* _Aim of the exercise_: For this exercise, reproduce the entries below exactly, but only from the line containing "Q: Point to every instance of the whiteboard" through the line containing "Q: Point to every instance of the clear", both included.

(Stored data)
------
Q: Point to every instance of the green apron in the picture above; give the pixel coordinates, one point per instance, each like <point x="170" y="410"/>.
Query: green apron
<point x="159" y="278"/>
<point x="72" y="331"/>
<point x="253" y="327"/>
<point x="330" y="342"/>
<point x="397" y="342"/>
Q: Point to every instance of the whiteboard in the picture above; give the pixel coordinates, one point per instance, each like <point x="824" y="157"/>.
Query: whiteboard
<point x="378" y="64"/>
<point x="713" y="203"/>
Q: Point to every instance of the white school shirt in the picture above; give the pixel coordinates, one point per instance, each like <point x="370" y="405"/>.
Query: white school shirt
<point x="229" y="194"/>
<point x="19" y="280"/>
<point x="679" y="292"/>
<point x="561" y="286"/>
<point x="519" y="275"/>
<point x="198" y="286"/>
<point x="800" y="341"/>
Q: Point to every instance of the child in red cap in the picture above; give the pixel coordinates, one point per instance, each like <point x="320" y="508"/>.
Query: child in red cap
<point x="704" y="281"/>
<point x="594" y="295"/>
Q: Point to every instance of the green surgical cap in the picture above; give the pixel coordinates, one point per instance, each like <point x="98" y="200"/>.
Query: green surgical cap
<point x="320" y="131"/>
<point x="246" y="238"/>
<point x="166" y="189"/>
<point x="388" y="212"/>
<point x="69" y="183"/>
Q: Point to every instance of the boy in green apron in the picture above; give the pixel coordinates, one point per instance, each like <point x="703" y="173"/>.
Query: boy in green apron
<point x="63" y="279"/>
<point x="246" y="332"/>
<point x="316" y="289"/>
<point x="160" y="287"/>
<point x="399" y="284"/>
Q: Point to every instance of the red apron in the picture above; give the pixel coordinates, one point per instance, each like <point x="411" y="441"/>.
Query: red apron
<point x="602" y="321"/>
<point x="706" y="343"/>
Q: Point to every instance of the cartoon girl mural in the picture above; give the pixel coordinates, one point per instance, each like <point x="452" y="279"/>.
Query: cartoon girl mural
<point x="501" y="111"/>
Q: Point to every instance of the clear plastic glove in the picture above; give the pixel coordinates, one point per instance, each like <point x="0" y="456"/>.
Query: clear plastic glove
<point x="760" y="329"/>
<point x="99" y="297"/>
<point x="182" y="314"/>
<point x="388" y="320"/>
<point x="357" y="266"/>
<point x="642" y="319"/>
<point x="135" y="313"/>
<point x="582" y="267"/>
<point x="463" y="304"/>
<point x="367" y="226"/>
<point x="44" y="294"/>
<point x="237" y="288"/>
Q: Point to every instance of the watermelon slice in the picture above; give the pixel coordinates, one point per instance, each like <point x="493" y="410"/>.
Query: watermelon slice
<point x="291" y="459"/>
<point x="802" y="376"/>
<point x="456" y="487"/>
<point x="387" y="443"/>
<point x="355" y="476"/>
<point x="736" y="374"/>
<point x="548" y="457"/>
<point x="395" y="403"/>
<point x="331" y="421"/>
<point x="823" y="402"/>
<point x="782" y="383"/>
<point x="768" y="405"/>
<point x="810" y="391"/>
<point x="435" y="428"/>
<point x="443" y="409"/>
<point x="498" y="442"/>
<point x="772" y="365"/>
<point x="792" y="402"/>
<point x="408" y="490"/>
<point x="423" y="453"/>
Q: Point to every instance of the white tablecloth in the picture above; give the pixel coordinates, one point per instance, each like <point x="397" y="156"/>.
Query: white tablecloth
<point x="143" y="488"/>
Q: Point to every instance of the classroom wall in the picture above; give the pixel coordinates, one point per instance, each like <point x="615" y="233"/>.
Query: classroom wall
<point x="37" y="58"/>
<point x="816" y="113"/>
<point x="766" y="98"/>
------
* _Result for this task_:
Q: Point to every instance of the whiteboard in the picture above; give the pixel coordinates, one point per instance, each like <point x="824" y="157"/>.
Query: whiteboard
<point x="378" y="64"/>
<point x="713" y="203"/>
Q: Point to every instance of the white school shirt in the picture above; give the pixel coordinates, one point per instance, each like <point x="370" y="405"/>.
Query: white school shirt
<point x="229" y="194"/>
<point x="19" y="280"/>
<point x="679" y="292"/>
<point x="561" y="286"/>
<point x="519" y="275"/>
<point x="198" y="286"/>
<point x="800" y="341"/>
Q: Point to every instance of the child in red cap in the picture above; give the pixel coordinates, one point per instance, each like <point x="320" y="508"/>.
Query: child in red cap
<point x="704" y="281"/>
<point x="594" y="295"/>
Q: Point to every instance of the green surgical cap in the picture above; give the pixel coordinates, one point per instance, each like <point x="98" y="200"/>.
Query: green surgical cap
<point x="320" y="131"/>
<point x="246" y="238"/>
<point x="166" y="189"/>
<point x="388" y="212"/>
<point x="69" y="183"/>
Q: Point to every instance of the boy in green apron in the picture above; give the pixel coordinates, one point per instance, each like <point x="703" y="173"/>.
Query: boy in green apron
<point x="63" y="279"/>
<point x="246" y="332"/>
<point x="316" y="289"/>
<point x="160" y="287"/>
<point x="399" y="284"/>
Q: Point to every instance of the red apron in the picture above; give the pixel coordinates, one point per instance, each like <point x="411" y="441"/>.
Query: red apron
<point x="602" y="321"/>
<point x="706" y="343"/>
Q: Point to every instance of the cartoon girl mural in the picture above; give the pixel coordinates, one point per instance, each like <point x="452" y="279"/>.
Query: cartoon girl mural
<point x="501" y="111"/>
Q: Point to every instance of the clear plastic glove in the picture above; give the pixel coordinates, one point per instance, each like <point x="0" y="456"/>.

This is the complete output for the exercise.